#### WORK INSTRUCTIONS
Would you copy out only the lines from the one with "Would you mind marking the black hood" to the end of the records, exactly as they stand?

#### RECORDS SHOWN
########

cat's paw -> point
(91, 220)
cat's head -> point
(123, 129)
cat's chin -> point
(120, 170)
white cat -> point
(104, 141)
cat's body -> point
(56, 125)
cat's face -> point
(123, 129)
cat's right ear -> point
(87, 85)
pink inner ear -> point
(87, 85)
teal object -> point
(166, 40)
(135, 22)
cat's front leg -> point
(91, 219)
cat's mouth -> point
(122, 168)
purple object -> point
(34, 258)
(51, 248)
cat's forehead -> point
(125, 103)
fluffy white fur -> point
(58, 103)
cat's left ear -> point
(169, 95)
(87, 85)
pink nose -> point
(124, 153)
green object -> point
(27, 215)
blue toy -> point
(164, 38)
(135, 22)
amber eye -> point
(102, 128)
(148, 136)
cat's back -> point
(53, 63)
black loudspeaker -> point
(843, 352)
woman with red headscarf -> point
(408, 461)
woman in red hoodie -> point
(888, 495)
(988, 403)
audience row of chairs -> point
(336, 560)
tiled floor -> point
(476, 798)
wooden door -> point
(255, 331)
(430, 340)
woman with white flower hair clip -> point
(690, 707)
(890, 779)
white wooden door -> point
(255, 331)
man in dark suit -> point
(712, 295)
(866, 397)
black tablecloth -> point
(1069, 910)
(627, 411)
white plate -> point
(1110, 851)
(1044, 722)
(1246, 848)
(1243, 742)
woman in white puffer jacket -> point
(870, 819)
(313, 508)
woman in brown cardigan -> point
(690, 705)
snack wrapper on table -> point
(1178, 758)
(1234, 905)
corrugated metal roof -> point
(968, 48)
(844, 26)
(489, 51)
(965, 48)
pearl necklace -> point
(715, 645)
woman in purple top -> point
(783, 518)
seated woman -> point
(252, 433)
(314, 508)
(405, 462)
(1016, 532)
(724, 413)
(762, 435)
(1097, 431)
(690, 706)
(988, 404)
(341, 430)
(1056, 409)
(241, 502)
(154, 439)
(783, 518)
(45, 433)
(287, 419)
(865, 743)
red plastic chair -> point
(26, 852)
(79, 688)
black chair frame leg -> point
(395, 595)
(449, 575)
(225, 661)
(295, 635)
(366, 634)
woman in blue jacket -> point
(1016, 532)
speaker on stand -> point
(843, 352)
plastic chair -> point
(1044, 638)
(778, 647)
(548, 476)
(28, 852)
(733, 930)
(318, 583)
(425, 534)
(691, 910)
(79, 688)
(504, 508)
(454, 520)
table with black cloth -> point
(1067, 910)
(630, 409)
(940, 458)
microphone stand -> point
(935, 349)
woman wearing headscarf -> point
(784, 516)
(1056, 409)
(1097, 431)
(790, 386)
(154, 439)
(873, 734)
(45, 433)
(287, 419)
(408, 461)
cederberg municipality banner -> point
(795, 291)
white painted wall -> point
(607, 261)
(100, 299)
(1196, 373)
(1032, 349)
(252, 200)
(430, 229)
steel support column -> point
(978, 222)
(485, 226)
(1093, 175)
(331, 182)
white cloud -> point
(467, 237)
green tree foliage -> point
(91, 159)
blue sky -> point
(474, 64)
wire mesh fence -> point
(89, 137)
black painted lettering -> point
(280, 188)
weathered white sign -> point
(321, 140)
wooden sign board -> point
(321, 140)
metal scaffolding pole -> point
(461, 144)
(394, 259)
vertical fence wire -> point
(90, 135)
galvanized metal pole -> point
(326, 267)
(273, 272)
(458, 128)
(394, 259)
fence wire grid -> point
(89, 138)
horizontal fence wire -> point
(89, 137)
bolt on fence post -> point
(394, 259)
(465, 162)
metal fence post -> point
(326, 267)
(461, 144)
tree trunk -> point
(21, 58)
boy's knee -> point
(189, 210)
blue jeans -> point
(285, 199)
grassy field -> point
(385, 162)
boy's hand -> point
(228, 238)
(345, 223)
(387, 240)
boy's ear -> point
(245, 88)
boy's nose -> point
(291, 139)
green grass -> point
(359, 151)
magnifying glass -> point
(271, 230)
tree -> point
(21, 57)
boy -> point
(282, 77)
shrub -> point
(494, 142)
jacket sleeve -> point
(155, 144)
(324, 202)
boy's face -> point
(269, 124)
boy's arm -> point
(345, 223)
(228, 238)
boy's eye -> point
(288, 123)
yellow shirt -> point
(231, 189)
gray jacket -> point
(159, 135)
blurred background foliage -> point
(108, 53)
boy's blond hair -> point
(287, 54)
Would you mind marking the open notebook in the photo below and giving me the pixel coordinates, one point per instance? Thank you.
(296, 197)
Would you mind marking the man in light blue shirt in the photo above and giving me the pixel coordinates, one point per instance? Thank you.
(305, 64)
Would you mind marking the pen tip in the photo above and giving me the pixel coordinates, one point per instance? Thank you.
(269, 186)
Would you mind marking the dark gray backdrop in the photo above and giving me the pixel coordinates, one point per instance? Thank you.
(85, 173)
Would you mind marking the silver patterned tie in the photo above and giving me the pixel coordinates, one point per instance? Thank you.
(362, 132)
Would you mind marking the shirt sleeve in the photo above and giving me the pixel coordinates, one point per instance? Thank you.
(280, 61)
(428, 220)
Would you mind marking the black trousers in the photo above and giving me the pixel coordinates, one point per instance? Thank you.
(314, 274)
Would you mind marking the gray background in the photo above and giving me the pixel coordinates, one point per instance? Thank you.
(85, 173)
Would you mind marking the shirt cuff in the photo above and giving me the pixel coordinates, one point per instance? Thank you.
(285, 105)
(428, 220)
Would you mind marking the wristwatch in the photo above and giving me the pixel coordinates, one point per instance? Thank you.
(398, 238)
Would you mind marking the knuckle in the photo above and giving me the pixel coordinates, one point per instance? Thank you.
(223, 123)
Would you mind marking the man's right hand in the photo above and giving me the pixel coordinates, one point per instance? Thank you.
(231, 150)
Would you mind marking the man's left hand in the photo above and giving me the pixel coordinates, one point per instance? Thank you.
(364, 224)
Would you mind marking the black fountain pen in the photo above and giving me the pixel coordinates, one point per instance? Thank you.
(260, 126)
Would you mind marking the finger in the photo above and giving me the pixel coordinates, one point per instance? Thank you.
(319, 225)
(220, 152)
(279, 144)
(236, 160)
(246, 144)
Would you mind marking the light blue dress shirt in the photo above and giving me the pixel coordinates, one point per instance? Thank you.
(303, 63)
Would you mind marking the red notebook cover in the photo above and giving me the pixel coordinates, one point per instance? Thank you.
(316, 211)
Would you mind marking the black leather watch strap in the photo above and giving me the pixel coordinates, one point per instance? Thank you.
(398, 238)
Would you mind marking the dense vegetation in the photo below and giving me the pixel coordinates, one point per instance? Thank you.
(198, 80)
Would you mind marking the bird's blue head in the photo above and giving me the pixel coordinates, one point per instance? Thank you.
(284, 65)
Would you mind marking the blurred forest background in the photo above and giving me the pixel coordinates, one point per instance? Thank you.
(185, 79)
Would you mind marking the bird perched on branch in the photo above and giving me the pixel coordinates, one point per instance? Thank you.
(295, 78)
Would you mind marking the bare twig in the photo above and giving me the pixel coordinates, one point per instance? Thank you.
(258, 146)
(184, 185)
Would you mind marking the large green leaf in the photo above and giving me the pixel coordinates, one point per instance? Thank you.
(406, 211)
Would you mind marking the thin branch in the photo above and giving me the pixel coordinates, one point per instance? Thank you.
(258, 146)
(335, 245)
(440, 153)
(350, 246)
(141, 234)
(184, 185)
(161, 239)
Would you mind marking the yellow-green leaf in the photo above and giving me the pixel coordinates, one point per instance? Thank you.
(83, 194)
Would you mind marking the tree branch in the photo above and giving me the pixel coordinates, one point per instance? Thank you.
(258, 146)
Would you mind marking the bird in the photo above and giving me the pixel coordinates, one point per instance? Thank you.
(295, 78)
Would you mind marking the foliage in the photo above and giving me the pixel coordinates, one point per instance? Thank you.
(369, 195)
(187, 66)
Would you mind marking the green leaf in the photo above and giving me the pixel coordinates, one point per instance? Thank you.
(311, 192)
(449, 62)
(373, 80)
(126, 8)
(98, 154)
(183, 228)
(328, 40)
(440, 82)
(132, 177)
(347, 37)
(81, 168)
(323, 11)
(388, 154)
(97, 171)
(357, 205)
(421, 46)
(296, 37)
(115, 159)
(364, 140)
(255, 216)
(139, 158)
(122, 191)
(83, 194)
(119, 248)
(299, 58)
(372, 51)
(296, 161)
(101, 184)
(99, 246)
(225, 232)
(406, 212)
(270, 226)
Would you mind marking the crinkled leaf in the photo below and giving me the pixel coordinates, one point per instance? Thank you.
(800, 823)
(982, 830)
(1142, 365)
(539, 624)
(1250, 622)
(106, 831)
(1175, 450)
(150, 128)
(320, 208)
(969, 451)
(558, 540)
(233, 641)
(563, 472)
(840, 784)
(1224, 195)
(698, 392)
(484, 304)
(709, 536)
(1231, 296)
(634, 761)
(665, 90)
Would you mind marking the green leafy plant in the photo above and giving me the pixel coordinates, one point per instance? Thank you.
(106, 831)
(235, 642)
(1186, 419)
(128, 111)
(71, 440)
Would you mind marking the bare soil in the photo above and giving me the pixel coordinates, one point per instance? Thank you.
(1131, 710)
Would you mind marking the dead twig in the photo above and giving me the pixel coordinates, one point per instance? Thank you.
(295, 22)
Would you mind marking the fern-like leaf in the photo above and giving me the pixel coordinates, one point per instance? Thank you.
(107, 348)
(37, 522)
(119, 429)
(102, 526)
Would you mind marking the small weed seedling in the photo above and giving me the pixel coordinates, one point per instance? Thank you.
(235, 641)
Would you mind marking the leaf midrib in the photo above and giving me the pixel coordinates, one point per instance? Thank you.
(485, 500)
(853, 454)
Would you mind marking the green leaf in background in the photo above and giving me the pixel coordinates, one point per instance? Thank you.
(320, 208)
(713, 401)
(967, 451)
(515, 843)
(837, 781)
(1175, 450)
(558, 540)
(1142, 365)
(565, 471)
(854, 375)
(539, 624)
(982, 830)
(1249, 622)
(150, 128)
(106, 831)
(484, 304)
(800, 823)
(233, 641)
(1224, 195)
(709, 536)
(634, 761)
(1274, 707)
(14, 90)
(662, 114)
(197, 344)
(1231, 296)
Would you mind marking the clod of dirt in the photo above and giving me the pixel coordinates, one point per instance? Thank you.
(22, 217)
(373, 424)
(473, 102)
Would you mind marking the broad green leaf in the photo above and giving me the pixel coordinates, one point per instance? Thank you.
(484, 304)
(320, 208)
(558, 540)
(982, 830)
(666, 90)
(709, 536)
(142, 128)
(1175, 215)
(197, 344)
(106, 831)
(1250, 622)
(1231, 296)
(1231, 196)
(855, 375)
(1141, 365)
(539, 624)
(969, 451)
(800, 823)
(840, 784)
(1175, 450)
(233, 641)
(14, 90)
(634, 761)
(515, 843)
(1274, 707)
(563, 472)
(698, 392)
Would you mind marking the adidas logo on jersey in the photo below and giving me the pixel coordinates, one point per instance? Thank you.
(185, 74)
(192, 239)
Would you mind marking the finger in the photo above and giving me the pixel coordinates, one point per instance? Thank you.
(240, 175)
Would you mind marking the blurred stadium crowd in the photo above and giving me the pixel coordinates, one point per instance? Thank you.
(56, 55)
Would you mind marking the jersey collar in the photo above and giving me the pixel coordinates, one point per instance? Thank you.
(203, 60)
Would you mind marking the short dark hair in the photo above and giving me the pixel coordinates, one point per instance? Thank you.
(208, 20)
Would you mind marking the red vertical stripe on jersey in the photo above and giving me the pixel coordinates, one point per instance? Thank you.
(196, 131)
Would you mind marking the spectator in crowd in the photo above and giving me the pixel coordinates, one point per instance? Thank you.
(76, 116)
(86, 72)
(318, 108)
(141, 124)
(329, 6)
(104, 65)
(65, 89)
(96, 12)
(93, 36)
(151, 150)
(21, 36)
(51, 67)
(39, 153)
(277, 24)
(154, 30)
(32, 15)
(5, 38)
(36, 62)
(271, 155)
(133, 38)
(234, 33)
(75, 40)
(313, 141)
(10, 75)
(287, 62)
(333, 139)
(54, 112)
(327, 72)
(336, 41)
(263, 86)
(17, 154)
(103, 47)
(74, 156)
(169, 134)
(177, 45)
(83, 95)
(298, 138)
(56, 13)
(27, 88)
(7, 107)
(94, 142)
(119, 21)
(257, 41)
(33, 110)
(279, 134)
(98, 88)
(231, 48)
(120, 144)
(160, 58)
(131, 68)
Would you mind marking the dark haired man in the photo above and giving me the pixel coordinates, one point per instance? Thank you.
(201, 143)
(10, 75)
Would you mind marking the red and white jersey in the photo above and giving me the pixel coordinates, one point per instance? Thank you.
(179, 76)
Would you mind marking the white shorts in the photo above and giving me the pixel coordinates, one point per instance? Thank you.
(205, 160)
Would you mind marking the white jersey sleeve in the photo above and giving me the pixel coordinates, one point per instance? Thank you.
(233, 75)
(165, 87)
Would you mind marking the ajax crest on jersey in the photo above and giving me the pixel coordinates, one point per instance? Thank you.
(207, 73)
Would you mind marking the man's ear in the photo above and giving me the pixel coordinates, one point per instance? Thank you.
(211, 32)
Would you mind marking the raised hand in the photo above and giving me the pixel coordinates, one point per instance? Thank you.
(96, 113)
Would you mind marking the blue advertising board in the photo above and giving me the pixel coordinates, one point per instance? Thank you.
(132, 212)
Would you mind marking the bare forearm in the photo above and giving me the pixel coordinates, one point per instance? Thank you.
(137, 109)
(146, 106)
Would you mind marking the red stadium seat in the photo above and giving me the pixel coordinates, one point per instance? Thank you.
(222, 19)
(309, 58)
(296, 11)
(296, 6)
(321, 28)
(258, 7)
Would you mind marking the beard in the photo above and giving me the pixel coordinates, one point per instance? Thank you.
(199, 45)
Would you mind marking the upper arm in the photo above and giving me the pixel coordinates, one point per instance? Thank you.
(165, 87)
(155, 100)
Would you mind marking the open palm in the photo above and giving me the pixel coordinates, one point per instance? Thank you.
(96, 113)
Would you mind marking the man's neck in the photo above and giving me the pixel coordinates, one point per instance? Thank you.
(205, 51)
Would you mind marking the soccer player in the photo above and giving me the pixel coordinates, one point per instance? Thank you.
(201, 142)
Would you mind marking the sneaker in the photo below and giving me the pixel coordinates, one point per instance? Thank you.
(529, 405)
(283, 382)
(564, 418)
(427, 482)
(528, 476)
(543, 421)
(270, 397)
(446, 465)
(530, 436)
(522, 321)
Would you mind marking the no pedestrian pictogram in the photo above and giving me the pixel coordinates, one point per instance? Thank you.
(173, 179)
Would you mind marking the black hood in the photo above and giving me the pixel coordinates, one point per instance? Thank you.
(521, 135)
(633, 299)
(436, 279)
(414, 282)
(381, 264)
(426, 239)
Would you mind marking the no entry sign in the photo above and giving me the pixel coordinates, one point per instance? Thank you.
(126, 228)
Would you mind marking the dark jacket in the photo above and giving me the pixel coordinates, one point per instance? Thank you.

########

#### EXERCISE SOLUTION
Would you mind marking the black hood in the photo above and giving me the pixel coordinates, one point per instance? Thank you.
(521, 135)
(633, 299)
(436, 279)
(414, 282)
(381, 264)
(426, 239)
Would you mind marking the no entry sign in the photo above and giving me the pixel coordinates, one point per instance? Thank you.
(126, 228)
Would you mind marking the dark jacket in the photo above and giving me the pixel coordinates, one point per instance? Thank you.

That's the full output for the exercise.